--- AUFGABENSTELLUNG ---
Wie könnte der Bericht über die Debatte um NS-Raubkunst nach seinem letzten Satz weitergehen? Schreibe die Fortsetzung.

--- AUSZUG ZUM LESEN ---
----------

Einundachtzig Jahre nach der sogenannten Machtergreifung der Nationalsozialisten sind die zwi­schen 1933 und 1945 von Deutschen verübten monströsen Verbrechen und ihre Nachwirkungen noch immer präsent. Der Schwabinger Kunstfund vom Herbst 2013, der die brisanten Verstrickun­gen des verstorbenen NS-Kunsthändlers Gurlitt senior und seines inzwischen hochbetagten Sohnes Cornelius zutage förderte, ist nur eines von vielen Beispielen für jene zahllosen NS-Hypotheken, die nicht vergehen wollen. In ihrer Folge ist jetzt auch eine Debatte um die in deutschen Muse­en und Privatsammlungen verbliebenen Raub- und Beutekunstwerke entbrannt.

Im Fokus stehen dabei nicht in erster Linie moralische Erwägungen, sondern grundlegende Fragen von Recht und Unrecht: Eigentum ist gestohlen worden und muss den rechtmäßigen Besitzern zurückgegeben werden. Gleichwohl lassen sich die beschämenden Versäumnisse von einst und heute nicht aufein paar zwielichtige Kunsthändler und -sammler beschränken. Mitschuldig an dem veritablen Skandal sind auch staatliche Museen, die die zaghaften Auf klärungsbemühungen zur Rückgabe gestohlener Werke mit bürokratischer Präzision hintertreiben – ganz zu schweigen von jenen staatlichen Stellen in Deutschland, die es bis heute unterlassen, ein Gesetz zur Rückgabe geraubter Kunstwerke auf den Weg zu bringen. In einer Veranstaltung des Moses Mendelssohn Zentrums für europäisch-jüdische Studien und der Stiftung Topographie des Terrors auf dem Gelände der ehemaligen Zentralen der Geheimen Staatspolizei, der SS und des Reichssicherheitshauptamts in der Berliner Niederkirch­nerstraße unternahmen am 30. Januar 2014 verschiedene Redner den Versuch, Licht in das Dunkel der komplizierten Vorgänge zu bringen.

AUSGANGSBEDINGUNGEN UND FAKTEN

Andreas Nachama, der Direktor des Dokumentationszentrums Stiftung Topographie des Terrors, erinnerte in seinem Grußwort an die Repressionsmaßnahmen, die zeitgleich mit der »Machtüber­nahme« Hitlers und der NSDAP am 30. Januar 1933 entfesselt wurden. Juden und andere Minder­heiten wurden gesellschaftlich und politisch in die Enge getrieben, marginalisiert und für vogelfrei erklärt; der Verfolgungsdruck war allumfassend. Bei allem Respekt vor der heute herrschenden Er­innerungskultur in Deutschland wies Nachama apologetische Vorstellungen interessierter Kreise zurück, es habe in der Frühphase der NS-Herrschaft noch eine Zeit gegeben, in der Juden bei ihren

Fluchtvorbereitungen ihre Habe unter »normalen« Marktbedingungen veräußern konnten. Nacha-ma stellte klar: Alle »Geschäfte« zwischen 1933 und 1945 gehörten auf den Prüfstand, weil davon auszugehen sei, dass der Verkauf von Häusern, Wohnungseinrichtungen und Kunstwerken ohne mehr oder weniger dramatische Preisnachlässe nicht abgewickelt werden konnte.

----------

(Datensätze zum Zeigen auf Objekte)
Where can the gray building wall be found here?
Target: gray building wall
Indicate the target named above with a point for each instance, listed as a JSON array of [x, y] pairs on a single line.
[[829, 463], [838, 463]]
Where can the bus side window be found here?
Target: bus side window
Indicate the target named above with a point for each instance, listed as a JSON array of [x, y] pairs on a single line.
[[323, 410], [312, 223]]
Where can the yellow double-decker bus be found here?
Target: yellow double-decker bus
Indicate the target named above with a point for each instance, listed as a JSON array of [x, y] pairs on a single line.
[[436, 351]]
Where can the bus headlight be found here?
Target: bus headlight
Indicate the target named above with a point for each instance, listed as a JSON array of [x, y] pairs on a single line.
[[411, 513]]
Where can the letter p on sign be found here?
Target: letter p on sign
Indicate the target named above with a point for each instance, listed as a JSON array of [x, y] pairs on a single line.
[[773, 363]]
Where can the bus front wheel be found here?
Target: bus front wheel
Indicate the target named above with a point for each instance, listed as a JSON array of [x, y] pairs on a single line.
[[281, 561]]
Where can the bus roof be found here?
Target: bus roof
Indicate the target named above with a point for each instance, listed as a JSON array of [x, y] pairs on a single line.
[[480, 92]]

----------

--- ERGEBNIS ---
»WIR BRAUCHEN EIN RAUBGUT-RÜCKERSTATTUNGSGESETZ«

Der Direktor des Moses Mendelssohn Zentrums für europäisch-jüdische Studien, Julius Schoeps, leuchtete in seinem Einführungsvortrag den historisch-politischen und rechtlichen Hintergrund der Raubkunst-Debatte aus. Demzufolge sollen gemäß der auch von Deutschland unterstützten »Wa­shingtoner Erklärung« von 1998 jene Kunstwerke, die in der NS-Zeit beschlagnahmt oder unter Druck verkauft bzw. abgegeben worden sind, den rechtmäßigen Eigentümern oder deren Erben zurückgegeben werden. Gleichwohl liegt dieser Absichtserklärung keine rechtsverbindliche Qua­lität zugrunde – bislang sei dieses »soft law« zu einem weitgehend folgenlosen moralischen Appell verkümmert, so Schoeps. Im nationalsozialistisch beherrschten Europa wurden ca. 600.000 Kunst­werke »beschlagnahmt«, will sagen: gestohlen. Viele dieser Fälle sind juristisch und moralisch noch ungeklärt. Allein in Deutschland schätzt Schoeps die Zahl der auch Anfang 2014 nicht geklärten Raubkunstwerke auf mehrere tausend Exponate; lediglich 350 von 6.000 Museen in Deutschland hätten es für nötig befunden, eigene Provenienz-Recherchen in die Wege zu leiten.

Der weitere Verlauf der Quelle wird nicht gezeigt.